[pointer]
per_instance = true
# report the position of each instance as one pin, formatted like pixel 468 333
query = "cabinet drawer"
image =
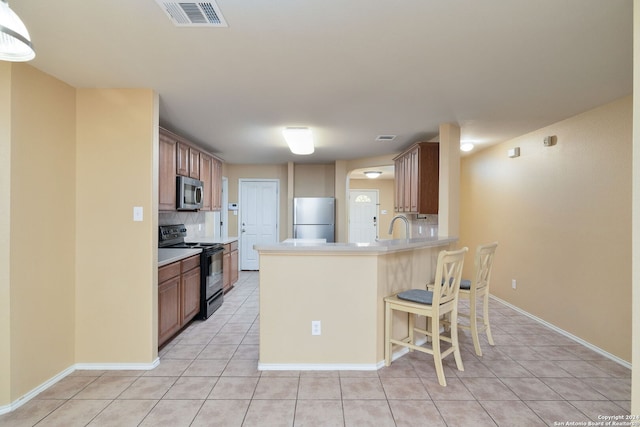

• • • • • • •

Required work :: Write out all the records again, exactly, minus any pictures.

Written solution ::
[pointer]
per_instance = true
# report the position of each instance as one pin, formatted like pixel 468 333
query = "cabinet drawer"
image =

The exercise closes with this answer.